***** Estratto della pagina *****

A ricostruire la mutazione che ha permesso al virus di fare il salto di specie è stato un team di ricerca tutto italiano, il gruppo di Statistica Medica ed Epidemiologia Molecolare presso l'Università Campus Bio-medico di Roma. Gli scienziati, guidati dal professor Massimo Ciccozzi, sono giunti alle loro conclusioni dopo aver analizzato a fondo il genoma del virus reso disponibile sulle banche dati genetiche internazionali GISAID (Global Initiative on Sharing All Influenza Data) e GenBank. Attraverso calcoli bioinformatici hanno ricostruito il percorso evolutivo del patogeno che circolava normalmente negli animali; hanno innanzitutto individuato le due prime mutazioni in proteine strutturali, ma è stata la terza quella che ha permesso il passaggio dall'animale all'uomo, che ha coinvolto le cosiddette spicole o “spike”.

Le spicole sono strutture di glicoproteina che attraversano il pericapside (o peplos) del coronavirus, il suo guscio esterno, e osservate dall'alto con un potente microscopio elettronico donano al patogeno la caratteristica forma a corona, dal quale deriva il nome del gruppo. SARS-CoV-2 e gli altri coronavirus usano queste “punte” – ben visibili nel render che evidenzia la morfologia ultrastrutturale del patogeno – come grimaldelli per penetrare nelle cellule e dare luogo alla replicazione/infezione. Nei coronavirus queste strutture sono relativamente stabili, ma quando mutano possono permettere il salto di specie e dunque diffondersi in nuovi ospiti. È esattamente ciò che è accaduto col nuovo coronavirus, che condivide oltre l'80 percento del proprio genoma con quello della SARS e primariamente circolava nei pipistrelli (molto probabilmente nella specie Rhinolophus affinis). L'ospite intermedio che ha permesso il passaggio all'uomo non è ancora stato identificato; tra le specie papabili ci sono il pangolino, lo zibetto e il maiale.

***** Dati da analizzare *****

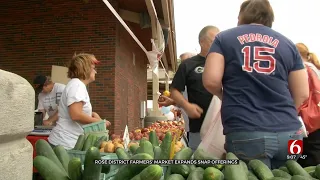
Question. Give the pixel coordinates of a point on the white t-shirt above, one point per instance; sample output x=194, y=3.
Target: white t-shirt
x=49, y=101
x=66, y=131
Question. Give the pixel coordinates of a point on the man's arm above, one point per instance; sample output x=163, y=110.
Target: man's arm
x=214, y=69
x=53, y=119
x=178, y=85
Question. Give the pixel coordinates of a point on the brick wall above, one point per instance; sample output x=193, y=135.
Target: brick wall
x=37, y=34
x=131, y=80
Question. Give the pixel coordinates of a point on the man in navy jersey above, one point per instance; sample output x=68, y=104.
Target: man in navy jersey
x=189, y=74
x=263, y=80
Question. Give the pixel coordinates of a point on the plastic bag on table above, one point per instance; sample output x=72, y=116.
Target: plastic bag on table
x=211, y=131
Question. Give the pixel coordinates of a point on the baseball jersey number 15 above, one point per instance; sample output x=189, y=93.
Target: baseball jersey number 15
x=260, y=53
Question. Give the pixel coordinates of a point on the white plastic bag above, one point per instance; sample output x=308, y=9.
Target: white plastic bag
x=303, y=128
x=211, y=131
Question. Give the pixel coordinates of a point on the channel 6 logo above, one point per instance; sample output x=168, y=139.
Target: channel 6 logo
x=295, y=147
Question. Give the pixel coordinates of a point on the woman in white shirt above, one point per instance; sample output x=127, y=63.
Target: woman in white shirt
x=75, y=108
x=49, y=97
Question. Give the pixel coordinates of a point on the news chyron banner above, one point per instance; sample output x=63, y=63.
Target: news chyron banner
x=167, y=162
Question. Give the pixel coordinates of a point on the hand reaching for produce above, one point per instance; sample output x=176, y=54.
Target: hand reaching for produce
x=108, y=123
x=193, y=110
x=95, y=115
x=47, y=123
x=165, y=101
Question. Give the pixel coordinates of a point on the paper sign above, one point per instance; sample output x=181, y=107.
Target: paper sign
x=126, y=137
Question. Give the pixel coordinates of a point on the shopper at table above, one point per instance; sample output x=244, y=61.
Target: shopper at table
x=311, y=144
x=189, y=74
x=48, y=98
x=264, y=83
x=75, y=108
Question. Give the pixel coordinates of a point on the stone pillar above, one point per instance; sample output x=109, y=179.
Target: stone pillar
x=17, y=121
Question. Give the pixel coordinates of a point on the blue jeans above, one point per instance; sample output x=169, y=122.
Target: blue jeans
x=269, y=147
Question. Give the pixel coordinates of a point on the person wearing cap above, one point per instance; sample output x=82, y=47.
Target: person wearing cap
x=75, y=109
x=48, y=98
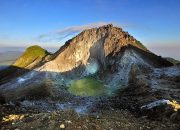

*****

§ **Consegna**
Prosegua il testo sull'origine del nuovo coronavirus a partire dal punto in cui si interrompe. I record costituiscono materiale a sé stante, distinto dall'estratto sul coronavirus.

§ **Risultato dell'esercizio**
Aver individuato la mutazione delle spike e le altre due ha permesso di ricostruire la “carta d'identità del coronavirus”, ha spiegato all'ANSA il primo autore dello studio Domenico Benvenuto. “Ci insegna che è più virulento rispetto a quello della SARS, ma meno pericoloso”, ha aggiunto il giovane ricercatore che sta preparando la tesi. “La prossima settimana contiamo di avere tutte le sequenze italiane per capire se il ceppo è lo stesso. È importante continuare a seguirlo finché non sparirà perché è molto contagioso, anche se tre volte meno letale della Sars”, ha affermato all'ANSA il professor Ciccozzi. I dettagli dello studio italiano saranno presto disponibili sulla rivista scientifica specializzata Journal of Clinical Virology.